◆ **EXERCISE DESCRIPTION**: Your answer should be the entries below, reproduced character for character.

◆ **DATA SECTION**:
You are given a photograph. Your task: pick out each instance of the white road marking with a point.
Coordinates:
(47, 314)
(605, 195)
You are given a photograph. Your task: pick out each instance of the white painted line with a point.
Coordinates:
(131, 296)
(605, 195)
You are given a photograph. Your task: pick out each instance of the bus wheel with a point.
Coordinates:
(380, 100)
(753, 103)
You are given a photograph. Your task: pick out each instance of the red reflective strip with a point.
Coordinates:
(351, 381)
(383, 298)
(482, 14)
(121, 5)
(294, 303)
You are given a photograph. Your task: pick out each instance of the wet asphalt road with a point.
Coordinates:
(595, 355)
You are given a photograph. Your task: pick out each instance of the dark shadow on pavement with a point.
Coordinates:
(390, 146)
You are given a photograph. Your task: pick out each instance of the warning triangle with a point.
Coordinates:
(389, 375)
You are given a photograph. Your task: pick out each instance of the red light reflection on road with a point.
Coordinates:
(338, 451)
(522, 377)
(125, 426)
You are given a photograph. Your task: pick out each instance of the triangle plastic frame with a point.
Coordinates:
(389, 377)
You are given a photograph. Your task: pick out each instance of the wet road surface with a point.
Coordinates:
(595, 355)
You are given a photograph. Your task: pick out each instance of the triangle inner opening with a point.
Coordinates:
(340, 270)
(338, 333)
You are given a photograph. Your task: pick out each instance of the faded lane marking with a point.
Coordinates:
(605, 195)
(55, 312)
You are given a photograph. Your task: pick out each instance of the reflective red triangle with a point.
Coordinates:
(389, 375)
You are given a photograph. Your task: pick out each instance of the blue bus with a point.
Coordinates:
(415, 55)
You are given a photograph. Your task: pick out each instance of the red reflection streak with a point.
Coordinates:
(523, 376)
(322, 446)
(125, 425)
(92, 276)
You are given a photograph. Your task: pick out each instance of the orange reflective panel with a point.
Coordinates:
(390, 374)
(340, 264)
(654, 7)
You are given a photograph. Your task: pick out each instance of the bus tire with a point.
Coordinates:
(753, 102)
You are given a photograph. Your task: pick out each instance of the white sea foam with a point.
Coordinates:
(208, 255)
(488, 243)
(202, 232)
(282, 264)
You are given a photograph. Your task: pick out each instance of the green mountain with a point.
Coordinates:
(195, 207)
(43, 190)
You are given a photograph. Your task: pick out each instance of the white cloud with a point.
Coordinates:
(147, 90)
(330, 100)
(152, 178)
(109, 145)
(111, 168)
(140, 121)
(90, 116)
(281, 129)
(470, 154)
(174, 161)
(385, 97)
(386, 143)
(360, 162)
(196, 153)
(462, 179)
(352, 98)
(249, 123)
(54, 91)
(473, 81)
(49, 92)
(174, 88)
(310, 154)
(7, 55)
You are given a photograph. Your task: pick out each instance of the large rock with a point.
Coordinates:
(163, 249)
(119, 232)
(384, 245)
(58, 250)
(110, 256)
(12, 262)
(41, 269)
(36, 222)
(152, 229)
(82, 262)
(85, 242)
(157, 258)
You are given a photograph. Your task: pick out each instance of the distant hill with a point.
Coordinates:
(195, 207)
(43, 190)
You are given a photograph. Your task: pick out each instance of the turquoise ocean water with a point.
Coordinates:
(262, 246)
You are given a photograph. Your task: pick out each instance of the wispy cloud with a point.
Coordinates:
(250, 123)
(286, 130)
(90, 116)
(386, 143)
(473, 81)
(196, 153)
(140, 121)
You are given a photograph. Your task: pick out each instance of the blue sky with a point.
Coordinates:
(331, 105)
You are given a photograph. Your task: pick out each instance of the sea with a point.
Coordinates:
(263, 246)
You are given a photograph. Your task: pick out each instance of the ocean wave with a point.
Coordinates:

◆ **RESPONSE AREA**:
You are given a photograph. Your task: pick out each instance of the white road marking with a point.
Coordinates:
(47, 314)
(605, 195)
You are given a photograph. Your task: pick out each instance of the white painted line with a point.
Coordinates:
(131, 296)
(605, 195)
You are given a photograph. Your task: pick out each instance of the bus wheel with a point.
Coordinates:
(380, 100)
(753, 103)
You are given a photograph. Your task: pick out each instance of the red reflective strip with a point.
Coordinates:
(351, 381)
(383, 298)
(482, 14)
(121, 5)
(294, 303)
You are given a photograph. Your task: pick out each instance of the wet asphalt road with a point.
Coordinates:
(595, 355)
You are given a photograph. Your task: pick out each instance of the dark shadow on pavement with a point.
Coordinates:
(390, 146)
You are given a photograph. Your task: pick out each instance of the warning triangle with a point.
Coordinates:
(389, 375)
You are given a photograph. Your task: pick out each instance of the red light reflection on road with a point.
Coordinates:
(338, 451)
(522, 377)
(125, 426)
You are given a photograph. Your task: pick out each instance of the triangle plastic frame with a point.
Coordinates:
(389, 377)
You are given a photograph. Your task: pick out each instance of the wet road surface with a point.
Coordinates:
(595, 355)
You are given a photograph. Your task: pick out each instance of the triangle inner opening with a point.
Coordinates:
(340, 270)
(338, 333)
You are given a photograph. Your task: pick out each instance of the faded lane marking with a point.
Coordinates:
(605, 195)
(55, 312)
You are given a photograph. Your task: pick out each instance of the reflective red triangle with a point.
Coordinates:
(389, 375)
You are given a photograph. Your task: pick out each instance of the blue bus with a point.
Coordinates:
(415, 55)
You are given a photograph. Your task: pick out each instance of the red reflection streak with a point.
Coordinates:
(523, 376)
(322, 446)
(125, 425)
(92, 276)
You are given a photograph. Your task: pick out each instance of the orange reflective panel with a point.
Coordinates:
(390, 374)
(340, 264)
(654, 7)
You are given a photograph. Your task: pick out each instance of the bus tire with a point.
Coordinates:
(753, 102)
You are given a photograph. Your task: pick out each instance of the white sea foam with a point.
Coordinates:
(208, 255)
(488, 243)
(202, 232)
(282, 264)
You are given a photograph. Your task: pick out each instance of the green mountain with a point.
Coordinates:
(195, 207)
(43, 190)
You are given a photograph. Your task: pick out each instance of the white cloud with a point.
Coordinates:
(147, 90)
(330, 100)
(152, 178)
(109, 145)
(111, 168)
(140, 121)
(90, 116)
(281, 129)
(470, 154)
(174, 161)
(385, 97)
(386, 143)
(360, 162)
(196, 153)
(462, 179)
(352, 98)
(249, 123)
(54, 91)
(473, 81)
(49, 92)
(174, 88)
(310, 154)
(7, 55)
You are given a photograph. Your task: pick out each instance of the large rock with a point.
Coordinates:
(163, 249)
(119, 232)
(384, 245)
(58, 250)
(110, 256)
(12, 262)
(41, 269)
(36, 222)
(152, 229)
(82, 262)
(85, 242)
(157, 258)
You are given a photograph. Your task: pick out each instance of the distant hill with a point.
Coordinates:
(195, 207)
(43, 190)
You are given a photograph. Your task: pick out each instance of the turquoise ocean water with a point.
Coordinates:
(262, 246)
You are given a photograph. Your task: pick out each instance of the wispy cloud with a point.
Coordinates:
(250, 123)
(286, 130)
(90, 116)
(386, 143)
(473, 81)
(196, 153)
(140, 121)
You are given a photograph. Your task: pick out each instance of the blue sky with a point.
Coordinates:
(331, 105)
You are given a photograph. Your task: pick out each instance of the sea with a point.
Coordinates:
(263, 246)
You are given a photograph. Your task: pick out each instance of the ocean wave with a point.
Coordinates:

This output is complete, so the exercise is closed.